## start SUPPLIED MATERIAL
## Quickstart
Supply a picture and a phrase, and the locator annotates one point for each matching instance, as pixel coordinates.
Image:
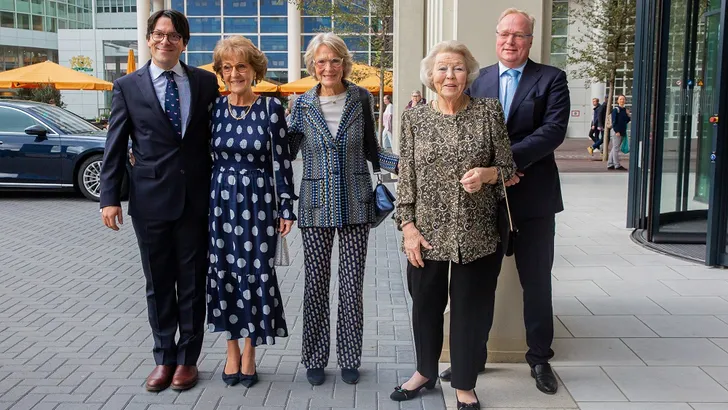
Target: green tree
(45, 94)
(351, 18)
(604, 45)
## end SUPPLIED MATERIAL
WHAT NEEDS TO BE DONE => Update all the entries above, changing "pixel coordinates" to "image coordinates" and keeping every other line the same. Omit the pictures from your answer.

SOLUTION TO THIS EXERCISE =>
## Quickstart
Supply a picture and a phrase, and the locator annotates one point for each matching instance, as image coordinates.
Image:
Target: green tree
(45, 94)
(351, 18)
(604, 45)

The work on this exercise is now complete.